___ TEXTO DEL EJERCICIO ___
Sin mayores referencias históricas, nosotros estamos inermes ante una catástrofe de estas dimensiones. Por política, por desesperación, por ambición, o por mera estupidez, no hemos podido crear una estrategia defensiva personal, que sería más importante y efectiva que las estrategias oficiales. Contra el estado de emergencia en el que, aunque no se decrete ya vivimos, la tendencia general insiste en recuperar la normalidad, la misma, la de siempre. Por ejemplo, en tiempos electorales, los actores políticos proclaman el cuidado y la prevención, pero en los hechos todo indica que se volverá a la tradicional forma de hacer campañas. Ni conocen otra manera, ni van a encontrarla. Sin argumentos honestos, son incapaces de crear diálogo, sólo les queda la estridencia, imponerse con oratoria, desplantes públicos, pavoneos y cinismo. Y el confinamiento y la prevención son obstáculos para ese tipo de campañas.
Nuestra economía también está enferma. Se han planteado aperturas necesarias, pero se han incluido otras innecesarias y además de alto riesgo. Complacer a las cámaras empresariales está siendo pagado a un precio muy alto, porque la recuperación de empresas y comercios es bastante mediocre, y la cantidad de muertos y contagios, así fuera mínima, siempre será demasiado alta; el fiel ético de la balanza nos es infiel. Entiendo los motivos de los empresarios y las autoridades, es su rutina, su normalidad, y se aferran a ella sin importar la hecatombe social.
Ofrecen medidas preventivas patéticas, siempre insuficientes. Evitan aprovechar este momento para replantear sus métodos de producción y comercio. Algo que es inaplazable y será indispensable durante mucho tiempo y, tal vez, para siempre.
___ DATOS A EXAMINAR ___
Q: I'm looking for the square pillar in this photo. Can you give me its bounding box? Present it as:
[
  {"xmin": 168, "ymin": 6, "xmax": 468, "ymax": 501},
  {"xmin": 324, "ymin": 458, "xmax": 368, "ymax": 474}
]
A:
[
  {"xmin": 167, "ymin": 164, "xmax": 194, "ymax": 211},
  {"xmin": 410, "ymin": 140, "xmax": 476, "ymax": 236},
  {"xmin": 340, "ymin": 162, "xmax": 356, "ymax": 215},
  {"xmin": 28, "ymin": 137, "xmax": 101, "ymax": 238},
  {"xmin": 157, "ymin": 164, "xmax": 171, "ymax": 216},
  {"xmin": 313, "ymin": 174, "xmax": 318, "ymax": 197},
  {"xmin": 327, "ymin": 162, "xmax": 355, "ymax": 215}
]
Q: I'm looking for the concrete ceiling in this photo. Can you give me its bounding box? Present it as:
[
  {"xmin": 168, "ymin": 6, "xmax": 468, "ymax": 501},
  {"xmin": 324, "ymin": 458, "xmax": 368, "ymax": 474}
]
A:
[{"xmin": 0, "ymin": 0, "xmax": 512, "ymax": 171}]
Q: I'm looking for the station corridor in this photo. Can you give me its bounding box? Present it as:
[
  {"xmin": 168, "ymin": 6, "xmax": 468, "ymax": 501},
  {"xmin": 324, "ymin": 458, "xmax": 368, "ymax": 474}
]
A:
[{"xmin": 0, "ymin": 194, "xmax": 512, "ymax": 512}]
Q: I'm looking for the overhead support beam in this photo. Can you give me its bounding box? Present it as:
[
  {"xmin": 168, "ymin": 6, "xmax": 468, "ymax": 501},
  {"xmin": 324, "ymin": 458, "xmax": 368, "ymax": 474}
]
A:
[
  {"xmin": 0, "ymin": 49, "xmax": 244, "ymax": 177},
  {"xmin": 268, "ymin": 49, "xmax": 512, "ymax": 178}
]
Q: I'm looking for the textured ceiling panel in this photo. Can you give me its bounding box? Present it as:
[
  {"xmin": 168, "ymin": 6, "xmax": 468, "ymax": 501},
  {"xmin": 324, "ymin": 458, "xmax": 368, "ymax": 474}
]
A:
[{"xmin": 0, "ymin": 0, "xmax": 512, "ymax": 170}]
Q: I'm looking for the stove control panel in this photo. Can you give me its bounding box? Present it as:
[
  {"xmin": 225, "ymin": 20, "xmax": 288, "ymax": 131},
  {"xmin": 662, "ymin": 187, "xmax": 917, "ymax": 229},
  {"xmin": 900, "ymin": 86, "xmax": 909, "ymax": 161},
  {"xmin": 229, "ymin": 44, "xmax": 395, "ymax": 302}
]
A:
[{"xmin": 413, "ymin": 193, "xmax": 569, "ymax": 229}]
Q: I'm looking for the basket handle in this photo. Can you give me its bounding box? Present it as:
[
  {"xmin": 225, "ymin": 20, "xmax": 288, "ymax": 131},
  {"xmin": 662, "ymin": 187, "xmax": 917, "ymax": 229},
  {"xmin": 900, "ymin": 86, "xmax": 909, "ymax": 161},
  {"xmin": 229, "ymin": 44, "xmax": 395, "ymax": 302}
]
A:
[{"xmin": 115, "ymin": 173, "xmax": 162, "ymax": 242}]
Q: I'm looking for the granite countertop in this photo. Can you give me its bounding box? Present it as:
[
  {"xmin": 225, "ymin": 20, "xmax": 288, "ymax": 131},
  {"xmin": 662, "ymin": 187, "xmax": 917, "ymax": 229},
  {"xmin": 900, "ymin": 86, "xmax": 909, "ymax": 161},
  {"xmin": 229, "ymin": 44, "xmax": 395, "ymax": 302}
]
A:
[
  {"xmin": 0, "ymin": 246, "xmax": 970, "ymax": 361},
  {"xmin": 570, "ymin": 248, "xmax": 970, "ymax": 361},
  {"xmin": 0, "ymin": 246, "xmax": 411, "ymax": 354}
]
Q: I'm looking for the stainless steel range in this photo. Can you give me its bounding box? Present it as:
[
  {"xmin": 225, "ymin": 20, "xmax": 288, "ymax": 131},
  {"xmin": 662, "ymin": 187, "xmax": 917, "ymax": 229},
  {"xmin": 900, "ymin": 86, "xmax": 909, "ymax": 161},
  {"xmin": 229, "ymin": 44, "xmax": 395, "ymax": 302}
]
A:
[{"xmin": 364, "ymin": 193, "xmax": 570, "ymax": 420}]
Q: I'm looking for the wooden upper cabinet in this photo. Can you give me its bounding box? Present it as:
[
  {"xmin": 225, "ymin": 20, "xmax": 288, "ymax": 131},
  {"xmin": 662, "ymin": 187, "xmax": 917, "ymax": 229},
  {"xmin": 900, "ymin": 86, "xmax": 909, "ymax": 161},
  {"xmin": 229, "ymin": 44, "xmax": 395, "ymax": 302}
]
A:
___
[TAREA 1]:
Responde con base en el texto del ejercicio:
(a) Según el texto, ¿qué les queda a los actores políticos al no tener argumentos honestos?
(b) ¿A quiénes se busca complacer con las aperturas económicas?
(c) ¿Qué métodos evitan replantear los empresarios y las autoridades?
[TAREA 2]:
Retoma el texto del ejercicio y continúalo a partir de su última oración.

[RESPUESTA 1]:
(a) La estridencia: imponerse con oratoria, desplantes públicos, pavoneos y cinismo.
(b) A las cámaras empresariales.
(c) Sus métodos de producción y comercio.

[RESPUESTA 2]:
Así como el paro en empresas y comercios ha sido desaprovechado, el confinamiento social también. Sin replantearnos nuestras rutinas, nuestras casas no son un búnker contra la enfermedad sino un frágil castillo de naipes. Hemos tenido mucho tiempo para comprender y modificar esas rutinas. Mucho tiempo para entender cómo interactuamos con los miembros de nuestras familias y con quienes existen extramuros. Pero ni siquiera lo hemos intentado. Hemos mordido la carnada de las reaperturas dando más valor a nuestras actividades fuera de casa. La mayoría de esas acciones sólo son faroles relevantes para el estatus, completamente inútiles para apretar los puntos de sutura en nuestras heridas sociales. Nuestra soledad confinada pudo ser casi un retiro espiritual, pero lo hemos interpretado como una cárcel de la que siempre estamos planeando fugarnos. Nos angustia tanto estar con nosotros mismos.
Así estamos aquí, y parece que aquí seguiremos, culpando al gobierno de nuestra desgracia y el gobierno culpándonos a nosotros. El botín será de otros, que por ambiciones políticas o económicas (que son lo mismo) han incrementado la confusión e incendiado los ánimos. Monarcas tuertos en un diezmado reino de ciegos que ellos mismos han cegado.
No hay mucho qué hacer en lo colectivo, así que procuremos hacerlo en lo individual. Si pueden, disfruten vuestras proverbiales lluvias asturianas. Inténtenlo al menos. En el húmedo gris siempre está latente un arcoíris. Cuidaos, amiga, amigo. Uno a la otra, y ambos a todos.
Admiren el paisaje rural hasta que comprendan que la belleza no está en el paisaje sino en los ojos que lo ven (vuestro gato lo sabe). Yo trataré de hacer lo mismo en medio de este campo de tejados estériles.